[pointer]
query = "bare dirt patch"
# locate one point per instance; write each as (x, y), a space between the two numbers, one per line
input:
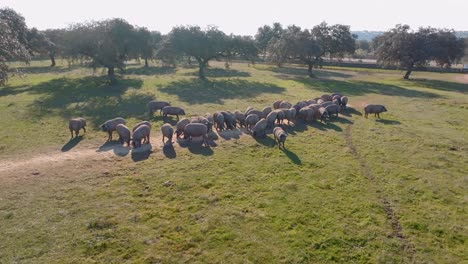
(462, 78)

--

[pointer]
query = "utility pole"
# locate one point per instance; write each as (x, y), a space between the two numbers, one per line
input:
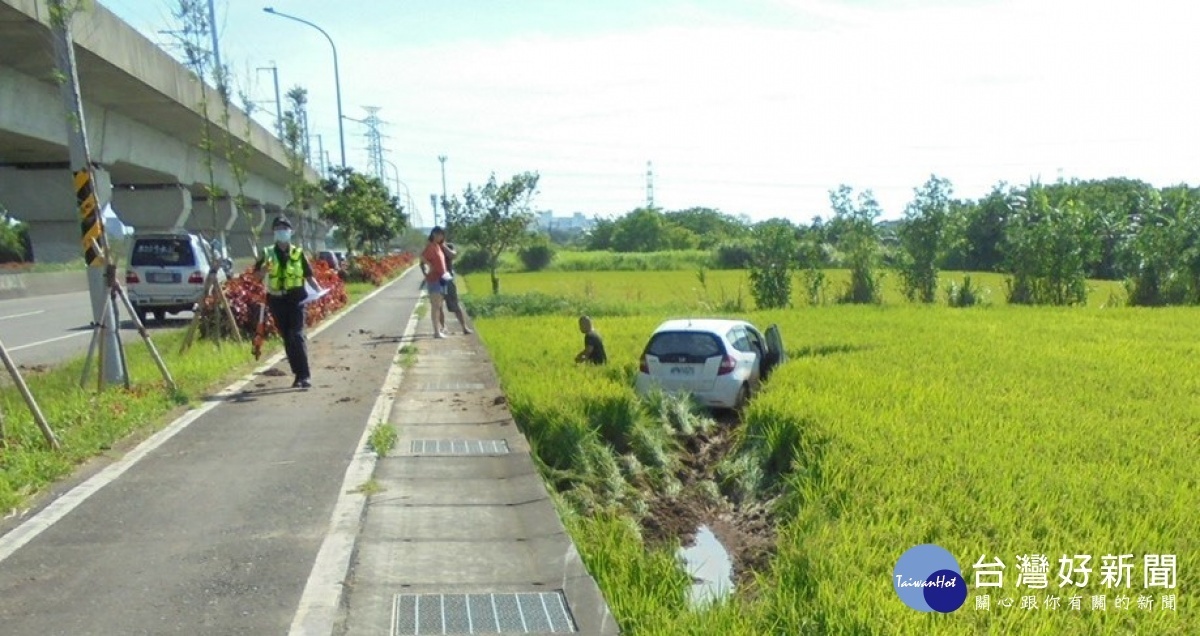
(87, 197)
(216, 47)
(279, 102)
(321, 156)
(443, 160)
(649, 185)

--

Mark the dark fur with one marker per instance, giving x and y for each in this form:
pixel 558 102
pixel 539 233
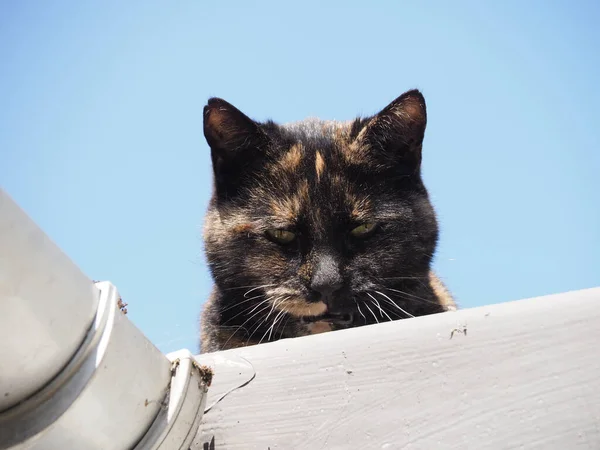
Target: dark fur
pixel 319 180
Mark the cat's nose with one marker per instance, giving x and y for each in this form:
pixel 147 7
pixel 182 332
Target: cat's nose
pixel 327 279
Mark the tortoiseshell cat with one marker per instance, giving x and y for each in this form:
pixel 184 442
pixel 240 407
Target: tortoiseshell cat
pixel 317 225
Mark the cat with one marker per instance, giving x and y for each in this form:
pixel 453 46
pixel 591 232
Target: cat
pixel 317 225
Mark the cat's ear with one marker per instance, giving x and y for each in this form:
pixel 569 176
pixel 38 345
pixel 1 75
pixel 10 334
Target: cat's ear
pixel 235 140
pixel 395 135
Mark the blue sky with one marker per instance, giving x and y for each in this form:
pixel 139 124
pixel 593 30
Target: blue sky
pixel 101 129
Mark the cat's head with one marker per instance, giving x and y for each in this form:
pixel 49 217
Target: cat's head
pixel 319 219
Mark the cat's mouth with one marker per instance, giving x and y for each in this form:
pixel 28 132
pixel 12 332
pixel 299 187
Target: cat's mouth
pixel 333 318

> _Problem to solve_
Go through the material and copy every line in which the word "query" occurs.

> _Task result_
query = "bare dirt patch"
query = "utility pole"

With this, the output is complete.